= Beginning of Section =

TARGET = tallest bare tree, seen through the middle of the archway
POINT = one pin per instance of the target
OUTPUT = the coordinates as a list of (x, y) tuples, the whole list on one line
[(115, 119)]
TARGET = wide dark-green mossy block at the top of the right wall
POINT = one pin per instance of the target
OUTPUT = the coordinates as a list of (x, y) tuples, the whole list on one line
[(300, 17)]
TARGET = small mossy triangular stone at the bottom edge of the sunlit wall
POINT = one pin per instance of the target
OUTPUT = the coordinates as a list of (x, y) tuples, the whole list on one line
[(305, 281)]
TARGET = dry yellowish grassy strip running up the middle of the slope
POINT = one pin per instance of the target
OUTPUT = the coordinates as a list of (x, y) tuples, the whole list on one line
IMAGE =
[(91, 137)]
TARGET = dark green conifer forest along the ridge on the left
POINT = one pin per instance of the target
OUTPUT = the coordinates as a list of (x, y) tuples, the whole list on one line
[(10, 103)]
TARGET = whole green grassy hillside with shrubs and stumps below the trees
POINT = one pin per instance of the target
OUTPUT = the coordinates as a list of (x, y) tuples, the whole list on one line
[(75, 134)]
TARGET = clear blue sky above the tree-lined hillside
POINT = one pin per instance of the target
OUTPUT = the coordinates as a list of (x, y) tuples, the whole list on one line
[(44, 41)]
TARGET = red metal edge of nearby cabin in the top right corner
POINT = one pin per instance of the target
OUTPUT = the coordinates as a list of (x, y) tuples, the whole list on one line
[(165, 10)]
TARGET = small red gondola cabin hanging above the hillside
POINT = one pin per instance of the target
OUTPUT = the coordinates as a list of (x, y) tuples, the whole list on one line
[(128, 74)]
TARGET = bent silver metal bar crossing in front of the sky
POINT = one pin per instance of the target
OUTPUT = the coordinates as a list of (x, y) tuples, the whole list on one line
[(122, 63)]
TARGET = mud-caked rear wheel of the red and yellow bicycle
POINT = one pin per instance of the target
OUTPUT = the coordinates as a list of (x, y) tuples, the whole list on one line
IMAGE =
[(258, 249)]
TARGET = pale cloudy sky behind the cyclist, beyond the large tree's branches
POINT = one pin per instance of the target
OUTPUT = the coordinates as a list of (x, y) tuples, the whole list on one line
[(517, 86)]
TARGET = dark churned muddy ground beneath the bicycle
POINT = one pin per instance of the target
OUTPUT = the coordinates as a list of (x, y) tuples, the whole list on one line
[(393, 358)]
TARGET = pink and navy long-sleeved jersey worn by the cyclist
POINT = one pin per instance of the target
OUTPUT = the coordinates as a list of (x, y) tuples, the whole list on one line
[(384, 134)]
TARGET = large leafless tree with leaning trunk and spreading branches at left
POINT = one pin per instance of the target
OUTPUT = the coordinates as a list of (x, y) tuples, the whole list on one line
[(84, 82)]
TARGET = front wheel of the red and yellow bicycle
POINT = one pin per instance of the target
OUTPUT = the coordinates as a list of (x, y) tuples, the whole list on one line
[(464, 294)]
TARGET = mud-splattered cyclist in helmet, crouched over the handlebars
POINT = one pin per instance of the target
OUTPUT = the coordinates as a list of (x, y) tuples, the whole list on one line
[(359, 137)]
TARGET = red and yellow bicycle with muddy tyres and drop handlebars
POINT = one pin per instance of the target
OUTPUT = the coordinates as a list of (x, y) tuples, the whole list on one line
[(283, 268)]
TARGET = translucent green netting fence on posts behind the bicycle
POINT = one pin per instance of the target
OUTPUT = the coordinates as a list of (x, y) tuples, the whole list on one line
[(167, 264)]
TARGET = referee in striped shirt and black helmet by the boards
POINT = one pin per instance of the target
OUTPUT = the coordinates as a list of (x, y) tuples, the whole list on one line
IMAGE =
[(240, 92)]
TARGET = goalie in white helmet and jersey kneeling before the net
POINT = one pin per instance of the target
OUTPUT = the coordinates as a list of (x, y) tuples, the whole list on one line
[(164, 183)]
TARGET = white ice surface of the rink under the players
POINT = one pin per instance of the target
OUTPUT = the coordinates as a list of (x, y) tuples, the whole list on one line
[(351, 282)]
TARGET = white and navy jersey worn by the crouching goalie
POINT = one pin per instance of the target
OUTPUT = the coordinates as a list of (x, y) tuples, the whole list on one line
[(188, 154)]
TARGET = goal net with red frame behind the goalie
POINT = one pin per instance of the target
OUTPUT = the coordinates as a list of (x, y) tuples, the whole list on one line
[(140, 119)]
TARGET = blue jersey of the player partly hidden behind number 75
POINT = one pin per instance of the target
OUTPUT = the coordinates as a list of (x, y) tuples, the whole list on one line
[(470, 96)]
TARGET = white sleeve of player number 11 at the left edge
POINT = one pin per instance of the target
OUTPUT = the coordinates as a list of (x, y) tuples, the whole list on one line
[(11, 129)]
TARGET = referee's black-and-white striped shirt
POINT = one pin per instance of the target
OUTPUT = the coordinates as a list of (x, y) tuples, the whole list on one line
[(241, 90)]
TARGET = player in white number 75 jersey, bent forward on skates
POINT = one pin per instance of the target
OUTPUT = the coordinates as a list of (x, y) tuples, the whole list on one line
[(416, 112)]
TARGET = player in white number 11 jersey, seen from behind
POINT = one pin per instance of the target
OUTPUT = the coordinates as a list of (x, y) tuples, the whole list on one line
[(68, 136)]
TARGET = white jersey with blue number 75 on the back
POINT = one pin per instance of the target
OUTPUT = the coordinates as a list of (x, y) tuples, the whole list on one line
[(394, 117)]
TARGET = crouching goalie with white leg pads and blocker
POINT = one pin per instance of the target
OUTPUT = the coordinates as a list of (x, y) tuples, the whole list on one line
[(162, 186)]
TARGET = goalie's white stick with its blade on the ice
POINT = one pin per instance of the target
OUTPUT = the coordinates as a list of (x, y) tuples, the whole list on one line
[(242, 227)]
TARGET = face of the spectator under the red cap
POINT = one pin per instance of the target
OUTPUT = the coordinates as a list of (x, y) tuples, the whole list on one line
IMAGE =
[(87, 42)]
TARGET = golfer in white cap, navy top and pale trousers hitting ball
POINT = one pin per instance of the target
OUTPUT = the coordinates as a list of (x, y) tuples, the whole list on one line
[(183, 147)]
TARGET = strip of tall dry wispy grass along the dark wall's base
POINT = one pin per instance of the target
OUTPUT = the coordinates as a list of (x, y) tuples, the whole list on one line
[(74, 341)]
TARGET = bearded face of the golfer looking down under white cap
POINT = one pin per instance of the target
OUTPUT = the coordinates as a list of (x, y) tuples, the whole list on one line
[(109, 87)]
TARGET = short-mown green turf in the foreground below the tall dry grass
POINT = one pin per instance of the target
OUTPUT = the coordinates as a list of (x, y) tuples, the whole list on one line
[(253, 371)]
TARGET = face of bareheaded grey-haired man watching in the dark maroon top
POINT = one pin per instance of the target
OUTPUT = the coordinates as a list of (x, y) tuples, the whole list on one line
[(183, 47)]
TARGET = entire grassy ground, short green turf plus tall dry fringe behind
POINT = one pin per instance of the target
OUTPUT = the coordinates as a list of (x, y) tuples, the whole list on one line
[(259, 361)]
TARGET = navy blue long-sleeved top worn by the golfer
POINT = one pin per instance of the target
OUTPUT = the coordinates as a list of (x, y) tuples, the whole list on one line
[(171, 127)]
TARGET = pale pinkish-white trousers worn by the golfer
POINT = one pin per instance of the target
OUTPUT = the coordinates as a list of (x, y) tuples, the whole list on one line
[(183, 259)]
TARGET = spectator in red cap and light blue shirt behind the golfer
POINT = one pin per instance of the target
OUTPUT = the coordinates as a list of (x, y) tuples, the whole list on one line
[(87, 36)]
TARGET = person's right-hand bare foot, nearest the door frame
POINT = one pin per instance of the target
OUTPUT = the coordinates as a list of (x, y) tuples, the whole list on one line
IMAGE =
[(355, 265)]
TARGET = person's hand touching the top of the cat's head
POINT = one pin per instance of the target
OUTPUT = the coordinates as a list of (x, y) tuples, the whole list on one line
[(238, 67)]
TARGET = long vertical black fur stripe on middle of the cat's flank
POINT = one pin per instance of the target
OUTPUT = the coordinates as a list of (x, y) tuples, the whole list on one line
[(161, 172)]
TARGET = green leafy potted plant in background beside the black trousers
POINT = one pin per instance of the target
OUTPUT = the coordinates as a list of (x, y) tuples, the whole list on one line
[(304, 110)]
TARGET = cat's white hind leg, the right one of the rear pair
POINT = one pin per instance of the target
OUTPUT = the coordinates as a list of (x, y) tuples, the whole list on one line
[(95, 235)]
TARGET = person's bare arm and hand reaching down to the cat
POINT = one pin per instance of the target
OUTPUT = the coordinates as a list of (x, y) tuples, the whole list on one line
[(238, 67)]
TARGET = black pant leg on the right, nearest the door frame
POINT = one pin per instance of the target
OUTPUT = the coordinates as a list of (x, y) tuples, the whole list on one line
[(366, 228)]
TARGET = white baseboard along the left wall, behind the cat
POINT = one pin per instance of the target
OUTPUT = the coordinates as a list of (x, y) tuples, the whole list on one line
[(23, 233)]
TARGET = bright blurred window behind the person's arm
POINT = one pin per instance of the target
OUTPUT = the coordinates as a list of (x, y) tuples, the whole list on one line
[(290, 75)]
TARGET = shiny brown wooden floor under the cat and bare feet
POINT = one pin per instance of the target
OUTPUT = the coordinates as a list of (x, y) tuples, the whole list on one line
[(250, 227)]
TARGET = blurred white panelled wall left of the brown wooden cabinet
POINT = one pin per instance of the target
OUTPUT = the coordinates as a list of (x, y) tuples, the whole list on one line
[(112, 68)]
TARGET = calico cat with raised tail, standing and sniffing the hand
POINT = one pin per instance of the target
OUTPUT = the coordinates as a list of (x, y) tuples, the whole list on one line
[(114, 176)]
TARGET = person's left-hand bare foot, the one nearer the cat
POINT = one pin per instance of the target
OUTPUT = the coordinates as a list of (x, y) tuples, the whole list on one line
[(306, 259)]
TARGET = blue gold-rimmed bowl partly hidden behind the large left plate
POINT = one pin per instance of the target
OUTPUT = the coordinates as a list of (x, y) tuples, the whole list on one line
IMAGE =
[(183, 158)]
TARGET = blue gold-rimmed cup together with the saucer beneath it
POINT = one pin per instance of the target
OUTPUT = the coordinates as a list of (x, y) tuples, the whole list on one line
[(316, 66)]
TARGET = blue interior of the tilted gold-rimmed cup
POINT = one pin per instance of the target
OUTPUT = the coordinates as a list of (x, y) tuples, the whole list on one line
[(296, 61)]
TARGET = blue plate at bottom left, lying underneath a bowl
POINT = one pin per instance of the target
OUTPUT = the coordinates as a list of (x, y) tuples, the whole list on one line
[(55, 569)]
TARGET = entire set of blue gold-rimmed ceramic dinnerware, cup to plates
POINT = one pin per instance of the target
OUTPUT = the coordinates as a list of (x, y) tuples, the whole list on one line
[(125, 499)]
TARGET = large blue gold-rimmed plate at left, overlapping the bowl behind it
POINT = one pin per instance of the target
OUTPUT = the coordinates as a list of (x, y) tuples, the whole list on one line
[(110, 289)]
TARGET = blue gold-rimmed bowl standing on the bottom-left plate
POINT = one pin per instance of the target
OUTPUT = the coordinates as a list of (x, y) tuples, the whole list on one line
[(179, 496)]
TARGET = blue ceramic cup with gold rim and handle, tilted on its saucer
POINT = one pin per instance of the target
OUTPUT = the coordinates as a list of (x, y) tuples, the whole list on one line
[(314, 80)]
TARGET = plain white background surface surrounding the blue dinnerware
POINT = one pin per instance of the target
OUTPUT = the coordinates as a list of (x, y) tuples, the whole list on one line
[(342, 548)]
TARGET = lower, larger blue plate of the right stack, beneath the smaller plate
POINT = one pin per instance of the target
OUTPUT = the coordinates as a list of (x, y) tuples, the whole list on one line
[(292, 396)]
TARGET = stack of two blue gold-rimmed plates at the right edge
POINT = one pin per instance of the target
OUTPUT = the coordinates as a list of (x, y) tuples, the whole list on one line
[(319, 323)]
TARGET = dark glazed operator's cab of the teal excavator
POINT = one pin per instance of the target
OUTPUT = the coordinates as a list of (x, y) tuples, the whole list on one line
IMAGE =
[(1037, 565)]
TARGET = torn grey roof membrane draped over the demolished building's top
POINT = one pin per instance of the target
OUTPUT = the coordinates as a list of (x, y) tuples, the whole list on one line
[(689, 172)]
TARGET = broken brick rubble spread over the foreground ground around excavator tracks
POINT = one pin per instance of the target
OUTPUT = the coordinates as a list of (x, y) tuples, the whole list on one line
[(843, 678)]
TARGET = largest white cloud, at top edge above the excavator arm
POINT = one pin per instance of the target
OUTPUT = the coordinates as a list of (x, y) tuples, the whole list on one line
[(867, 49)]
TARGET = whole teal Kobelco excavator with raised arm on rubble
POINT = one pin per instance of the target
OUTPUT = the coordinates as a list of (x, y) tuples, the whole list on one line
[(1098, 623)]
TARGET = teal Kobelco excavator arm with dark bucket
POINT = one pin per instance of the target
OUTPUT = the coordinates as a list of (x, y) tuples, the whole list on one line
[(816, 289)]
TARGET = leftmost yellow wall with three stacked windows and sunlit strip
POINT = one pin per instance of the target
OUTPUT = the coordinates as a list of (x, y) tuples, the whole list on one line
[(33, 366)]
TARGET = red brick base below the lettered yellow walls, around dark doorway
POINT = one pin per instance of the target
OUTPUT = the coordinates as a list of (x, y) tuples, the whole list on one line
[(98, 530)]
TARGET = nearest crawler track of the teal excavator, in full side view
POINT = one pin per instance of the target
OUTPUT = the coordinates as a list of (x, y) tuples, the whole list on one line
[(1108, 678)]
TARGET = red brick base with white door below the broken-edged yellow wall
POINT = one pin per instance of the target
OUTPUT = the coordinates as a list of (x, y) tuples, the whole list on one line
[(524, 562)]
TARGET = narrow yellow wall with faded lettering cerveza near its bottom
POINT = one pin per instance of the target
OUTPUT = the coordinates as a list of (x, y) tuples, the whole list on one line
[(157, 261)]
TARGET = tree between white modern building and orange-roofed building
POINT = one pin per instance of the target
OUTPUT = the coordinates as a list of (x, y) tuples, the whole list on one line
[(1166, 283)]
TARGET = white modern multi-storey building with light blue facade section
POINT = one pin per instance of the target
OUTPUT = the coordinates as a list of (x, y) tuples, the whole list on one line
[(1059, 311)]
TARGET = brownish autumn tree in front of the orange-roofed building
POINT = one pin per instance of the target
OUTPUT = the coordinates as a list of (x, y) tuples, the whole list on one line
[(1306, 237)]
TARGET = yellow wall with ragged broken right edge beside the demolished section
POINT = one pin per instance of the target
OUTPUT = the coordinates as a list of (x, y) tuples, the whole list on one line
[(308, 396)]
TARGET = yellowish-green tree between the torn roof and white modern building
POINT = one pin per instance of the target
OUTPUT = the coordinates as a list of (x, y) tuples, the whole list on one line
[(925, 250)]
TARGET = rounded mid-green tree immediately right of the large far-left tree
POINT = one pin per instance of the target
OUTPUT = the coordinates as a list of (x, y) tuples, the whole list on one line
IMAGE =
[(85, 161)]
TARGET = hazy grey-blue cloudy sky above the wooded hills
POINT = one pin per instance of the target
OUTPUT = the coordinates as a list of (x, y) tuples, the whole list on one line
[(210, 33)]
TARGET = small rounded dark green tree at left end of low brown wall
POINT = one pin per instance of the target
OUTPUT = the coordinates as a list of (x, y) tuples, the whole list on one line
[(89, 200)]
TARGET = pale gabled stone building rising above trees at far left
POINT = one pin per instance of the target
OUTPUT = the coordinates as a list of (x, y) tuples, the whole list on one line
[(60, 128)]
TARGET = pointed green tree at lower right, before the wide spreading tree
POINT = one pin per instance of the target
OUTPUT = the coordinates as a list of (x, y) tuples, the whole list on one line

= End of Section =

- TASK DESCRIPTION -
From the material above, copy exactly the lines between the line holding "TARGET = small mossy" and the line holding "TARGET = whole green", inclusive, and only those.

- ANSWER BELOW -
TARGET = small mossy triangular stone at the bottom edge of the sunlit wall
POINT = one pin per instance of the target
OUTPUT = the coordinates as a list of (x, y) tuples, the whole list on one line
[(305, 281)]
TARGET = dry yellowish grassy strip running up the middle of the slope
POINT = one pin per instance of the target
OUTPUT = the coordinates as a list of (x, y) tuples, the whole list on one line
IMAGE =
[(91, 137)]
TARGET = dark green conifer forest along the ridge on the left
POINT = one pin per instance of the target
OUTPUT = the coordinates as a list of (x, y) tuples, the whole list on one line
[(10, 103)]
TARGET = whole green grassy hillside with shrubs and stumps below the trees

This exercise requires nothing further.